» **Excerto para leitura**
● ● ● ●

Quanto ao primeiro leque de situações, não se vislumbra qualquer razão para não se considerar como válidos os argumentos expendidos a propósito da generalidade dos testemunhos indirectos em que se conclui pela inaplicabilidade da norma do art. 129º quando a “pessoa-fonte” seja o arguido, valorando-se o depoimento “indirecto” do órgão de polícia criminal, despojado dessa qualidade, como de qualquer testemunha.
Tal convicção é, aliás, reforçada em relação às declarações e conduta percepcionadas ao arguido numa fase prévia à sua constituição como tal.(…)
Na verdade, só a partir do momento em que a suspeita passa a ser razoavelmente fundada se impõe a suspensão imediata do acto e a constituição formal como arguido nos termos do artigo 59º nº1 do Código Penal. Até esse momento o processo de obtenção de diversas declarações, incluindo as do então suspeito, e posterior arguido, logra cobertura legal nos termos dos artigos 55º nº 2 e 249º nº 1 e 2, als. a) e b) do mesmo diploma.
A constituição de arguido constitui, assim, um momento, uma linha de fronteira na admissibilidade das denominadas “conversas informais”, pois que é a partir daí que as suas declarações só podem ser recolhidas, e valoradas, nos estritos termos indicados na lei, sendo irrelevantes todas as conversas, ou quaisquer outras provas, recolhidas informalmente. Consequentemente, não é admissível o depoimento que se reporte ao contacto entre a autoridade policial e o arguido durante o inquérito, quando há arguido constituído, e se pretende “suprir” o seu silêncio, mantido em auto de declarações, por depoimentos de agentes policiais, testemunhando a “confissão” informal, ou qualquer outro tipo de declaração prestada pelo arguido à margem dos formalismos impostos pela lei processual, para os actos a realizar no inquérito.
Precisa-se, assim, que a proibição do artigo 129º do Código Penal visa os testemunhos que visam suprir o silêncio do arguido, mas não os depoimentos de agentes de autoridade que relatam o conteúdo de diligências de investigação, nomeadamente a prática das providências cautelares a que se refere o art. 249º do CPP. Na verdade, nestas providências a autoridade policial procede a diligências investigatórias, no âmbito do inquérito, em relação à infracção de que teve notícia.
Sobre a mesma incumbe o dever de, nos termos do art. 249º do CPP, praticar “os actos necessários e urgentes para assegurar os meios de prova”, entre os quais, “colher informações das pessoas que facilitem a descoberta dos agentes do crime. Estas “providências cautelares” são fundamentais para investigar a infracção, para que essa investigação tenha sucesso. E daí que a autoridade policial deva praticá-las mesmo antes de receberem ordem da autoridade judiciária para investigar (art. 249º, nº 1).
Nessa fase não há ainda inquérito instaurado, não há ainda arguidos constituídos.
É uma fase de pura recolha informal de indícios, que não é dirigida contra ninguém em concreto. As informações que então forem recolhidas pelas autoridades policiais são necessariamente informais, dada a inexistência de inquérito.(…)

● ● ● ●

» **Instrução dada 1**
Transcreva sem alterações as linhas da listagem, do seu início até à linha que contém "(134, 104), (167, 123)", inclusive.

● ● ● ●

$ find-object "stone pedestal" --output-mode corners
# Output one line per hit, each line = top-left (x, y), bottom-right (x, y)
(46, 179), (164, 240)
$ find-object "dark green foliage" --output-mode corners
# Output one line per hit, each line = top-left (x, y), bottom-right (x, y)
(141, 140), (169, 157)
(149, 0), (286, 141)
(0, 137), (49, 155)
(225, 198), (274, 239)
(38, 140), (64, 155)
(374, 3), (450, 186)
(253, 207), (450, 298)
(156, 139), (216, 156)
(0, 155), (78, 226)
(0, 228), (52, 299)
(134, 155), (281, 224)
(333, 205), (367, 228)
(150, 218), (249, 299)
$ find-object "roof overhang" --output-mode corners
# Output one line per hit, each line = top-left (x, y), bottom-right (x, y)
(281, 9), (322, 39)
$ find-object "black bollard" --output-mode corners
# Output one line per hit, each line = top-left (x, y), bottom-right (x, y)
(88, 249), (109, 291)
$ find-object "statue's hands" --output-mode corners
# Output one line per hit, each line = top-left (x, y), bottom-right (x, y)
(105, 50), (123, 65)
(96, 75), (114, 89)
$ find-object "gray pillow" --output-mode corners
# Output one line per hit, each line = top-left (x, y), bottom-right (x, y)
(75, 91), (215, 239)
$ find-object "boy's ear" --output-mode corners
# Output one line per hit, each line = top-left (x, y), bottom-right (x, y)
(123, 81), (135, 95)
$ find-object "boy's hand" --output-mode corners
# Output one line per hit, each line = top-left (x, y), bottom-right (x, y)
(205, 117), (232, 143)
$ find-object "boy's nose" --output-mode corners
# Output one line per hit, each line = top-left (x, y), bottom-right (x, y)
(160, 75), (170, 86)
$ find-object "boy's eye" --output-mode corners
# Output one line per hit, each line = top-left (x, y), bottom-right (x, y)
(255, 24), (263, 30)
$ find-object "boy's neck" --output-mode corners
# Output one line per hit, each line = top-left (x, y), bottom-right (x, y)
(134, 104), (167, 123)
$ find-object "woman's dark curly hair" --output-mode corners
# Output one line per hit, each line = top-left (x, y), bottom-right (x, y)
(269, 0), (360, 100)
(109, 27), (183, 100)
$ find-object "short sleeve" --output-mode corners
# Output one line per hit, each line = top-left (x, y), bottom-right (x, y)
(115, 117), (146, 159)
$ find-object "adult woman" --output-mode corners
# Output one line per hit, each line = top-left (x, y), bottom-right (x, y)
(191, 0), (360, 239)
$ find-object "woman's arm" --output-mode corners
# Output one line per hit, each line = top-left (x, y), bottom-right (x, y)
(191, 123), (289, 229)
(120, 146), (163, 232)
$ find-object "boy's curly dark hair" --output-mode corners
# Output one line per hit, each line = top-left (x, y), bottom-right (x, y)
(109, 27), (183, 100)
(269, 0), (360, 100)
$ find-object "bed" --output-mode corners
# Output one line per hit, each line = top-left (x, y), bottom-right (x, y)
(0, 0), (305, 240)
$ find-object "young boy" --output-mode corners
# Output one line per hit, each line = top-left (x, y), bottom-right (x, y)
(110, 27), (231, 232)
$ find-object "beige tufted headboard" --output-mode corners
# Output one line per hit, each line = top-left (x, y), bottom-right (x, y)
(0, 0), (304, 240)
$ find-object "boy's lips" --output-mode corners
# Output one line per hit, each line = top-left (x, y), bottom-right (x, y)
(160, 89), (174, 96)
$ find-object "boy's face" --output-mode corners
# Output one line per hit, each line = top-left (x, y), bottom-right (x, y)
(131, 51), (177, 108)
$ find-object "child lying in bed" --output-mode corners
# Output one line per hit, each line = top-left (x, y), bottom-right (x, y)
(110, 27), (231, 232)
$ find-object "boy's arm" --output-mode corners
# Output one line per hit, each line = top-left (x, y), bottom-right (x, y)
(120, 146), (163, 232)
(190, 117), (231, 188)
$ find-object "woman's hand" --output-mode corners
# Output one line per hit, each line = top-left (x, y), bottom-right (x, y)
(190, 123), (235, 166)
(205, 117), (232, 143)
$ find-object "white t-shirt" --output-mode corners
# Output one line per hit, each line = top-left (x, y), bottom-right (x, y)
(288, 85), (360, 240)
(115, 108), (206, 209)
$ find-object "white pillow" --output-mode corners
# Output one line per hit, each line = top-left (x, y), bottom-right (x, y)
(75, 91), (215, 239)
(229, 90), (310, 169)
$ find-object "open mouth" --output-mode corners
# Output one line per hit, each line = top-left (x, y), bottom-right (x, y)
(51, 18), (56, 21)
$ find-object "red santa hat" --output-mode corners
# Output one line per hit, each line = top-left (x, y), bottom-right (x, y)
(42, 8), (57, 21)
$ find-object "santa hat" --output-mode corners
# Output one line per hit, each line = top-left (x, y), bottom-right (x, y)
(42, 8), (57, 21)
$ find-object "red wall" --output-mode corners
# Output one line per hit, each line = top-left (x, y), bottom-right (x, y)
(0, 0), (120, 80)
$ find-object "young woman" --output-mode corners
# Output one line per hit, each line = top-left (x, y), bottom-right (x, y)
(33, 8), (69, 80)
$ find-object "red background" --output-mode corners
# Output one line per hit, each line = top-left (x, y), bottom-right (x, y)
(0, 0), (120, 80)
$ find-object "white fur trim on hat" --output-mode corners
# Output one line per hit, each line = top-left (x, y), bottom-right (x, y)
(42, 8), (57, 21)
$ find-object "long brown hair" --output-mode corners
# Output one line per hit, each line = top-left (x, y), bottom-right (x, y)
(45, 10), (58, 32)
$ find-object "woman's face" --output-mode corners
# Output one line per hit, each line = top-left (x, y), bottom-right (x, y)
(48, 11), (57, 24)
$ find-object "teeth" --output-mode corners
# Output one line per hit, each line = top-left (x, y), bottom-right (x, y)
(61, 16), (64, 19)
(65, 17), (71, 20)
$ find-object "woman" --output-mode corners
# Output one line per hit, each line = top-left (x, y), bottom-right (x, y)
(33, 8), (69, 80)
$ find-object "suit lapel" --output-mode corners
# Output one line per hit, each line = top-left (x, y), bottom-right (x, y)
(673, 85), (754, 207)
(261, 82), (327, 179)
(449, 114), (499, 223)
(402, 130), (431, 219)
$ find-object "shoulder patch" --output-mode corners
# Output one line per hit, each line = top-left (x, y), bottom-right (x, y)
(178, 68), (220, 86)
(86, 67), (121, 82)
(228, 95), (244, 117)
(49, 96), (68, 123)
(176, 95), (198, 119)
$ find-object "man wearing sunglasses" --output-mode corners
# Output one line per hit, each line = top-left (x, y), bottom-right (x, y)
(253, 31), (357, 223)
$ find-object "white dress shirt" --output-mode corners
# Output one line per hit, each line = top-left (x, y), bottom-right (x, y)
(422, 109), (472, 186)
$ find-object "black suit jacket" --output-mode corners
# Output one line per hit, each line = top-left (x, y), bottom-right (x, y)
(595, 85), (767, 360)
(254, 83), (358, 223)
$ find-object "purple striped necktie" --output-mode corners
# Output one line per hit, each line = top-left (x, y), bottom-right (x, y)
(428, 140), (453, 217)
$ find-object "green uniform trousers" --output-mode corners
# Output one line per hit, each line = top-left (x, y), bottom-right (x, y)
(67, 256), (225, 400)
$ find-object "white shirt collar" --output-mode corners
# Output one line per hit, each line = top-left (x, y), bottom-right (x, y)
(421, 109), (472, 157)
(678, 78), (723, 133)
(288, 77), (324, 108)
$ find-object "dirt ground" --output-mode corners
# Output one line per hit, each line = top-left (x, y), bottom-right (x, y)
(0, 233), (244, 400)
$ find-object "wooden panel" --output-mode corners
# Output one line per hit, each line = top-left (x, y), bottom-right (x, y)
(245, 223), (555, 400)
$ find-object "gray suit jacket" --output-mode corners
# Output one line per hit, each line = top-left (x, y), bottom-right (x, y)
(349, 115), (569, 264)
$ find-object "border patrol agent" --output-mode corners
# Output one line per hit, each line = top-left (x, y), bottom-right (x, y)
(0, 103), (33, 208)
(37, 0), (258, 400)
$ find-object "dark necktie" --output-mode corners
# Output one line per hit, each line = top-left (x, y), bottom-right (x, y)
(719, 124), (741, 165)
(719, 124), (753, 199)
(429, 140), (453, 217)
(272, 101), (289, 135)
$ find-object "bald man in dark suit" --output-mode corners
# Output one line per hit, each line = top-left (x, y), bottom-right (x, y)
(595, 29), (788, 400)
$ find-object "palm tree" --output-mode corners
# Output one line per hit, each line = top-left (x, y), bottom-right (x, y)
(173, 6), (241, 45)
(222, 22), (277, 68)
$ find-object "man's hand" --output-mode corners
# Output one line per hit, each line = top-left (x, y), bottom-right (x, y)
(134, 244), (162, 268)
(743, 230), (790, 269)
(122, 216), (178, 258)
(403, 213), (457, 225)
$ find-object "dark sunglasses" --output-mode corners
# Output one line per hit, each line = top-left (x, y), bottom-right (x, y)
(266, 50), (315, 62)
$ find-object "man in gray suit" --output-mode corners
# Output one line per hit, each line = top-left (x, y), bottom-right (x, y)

● ● ● ●

» **Instrução dada 2**
Responda com base no excerto sobre as conversas informais com o arguido:
(a) Como é descrita a constituição de arguido em relação às denominadas "conversas informais"?
(b) Que dever incumbe à autoridade policial nos termos do art. 249º do CPP?
(c) Segundo o excerto, o que ainda não existe na fase de pura recolha informal de indícios?

» **Resolução da tarefa 1**
$ find-object "stone pedestal" --output-mode corners
# Output one line per hit, each line = top-left (x, y), bottom-right (x, y)
(46, 179), (164, 240)
$ find-object "dark green foliage" --output-mode corners
# Output one line per hit, each line = top-left (x, y), bottom-right (x, y)
(141, 140), (169, 157)
(149, 0), (286, 141)
(0, 137), (49, 155)
(225, 198), (274, 239)
(38, 140), (64, 155)
(374, 3), (450, 186)
(253, 207), (450, 298)
(156, 139), (216, 156)
(0, 155), (78, 226)
(0, 228), (52, 299)
(134, 155), (281, 224)
(333, 205), (367, 228)
(150, 218), (249, 299)
$ find-object "roof overhang" --output-mode corners
# Output one line per hit, each line = top-left (x, y), bottom-right (x, y)
(281, 9), (322, 39)
$ find-object "black bollard" --output-mode corners
# Output one line per hit, each line = top-left (x, y), bottom-right (x, y)
(88, 249), (109, 291)
$ find-object "statue's hands" --output-mode corners
# Output one line per hit, each line = top-left (x, y), bottom-right (x, y)
(105, 50), (123, 65)
(96, 75), (114, 89)
$ find-object "gray pillow" --output-mode corners
# Output one line per hit, each line = top-left (x, y), bottom-right (x, y)
(75, 91), (215, 239)
$ find-object "boy's ear" --output-mode corners
# Output one line per hit, each line = top-left (x, y), bottom-right (x, y)
(123, 81), (135, 95)
$ find-object "boy's hand" --output-mode corners
# Output one line per hit, each line = top-left (x, y), bottom-right (x, y)
(205, 117), (232, 143)
$ find-object "boy's nose" --output-mode corners
# Output one line per hit, each line = top-left (x, y), bottom-right (x, y)
(160, 75), (170, 86)
$ find-object "boy's eye" --output-mode corners
# Output one line per hit, each line = top-left (x, y), bottom-right (x, y)
(255, 24), (263, 30)
$ find-object "boy's neck" --output-mode corners
# Output one line per hit, each line = top-left (x, y), bottom-right (x, y)
(134, 104), (167, 123)

» **Resolução da tarefa 2**
(a) Como um momento, uma linha de fronteira na admissibilidade das denominadas "conversas informais".
(b) Praticar "os actos necessários e urgentes para assegurar os meios de prova".
(c) Não há ainda inquérito instaurado nem arguidos constituídos.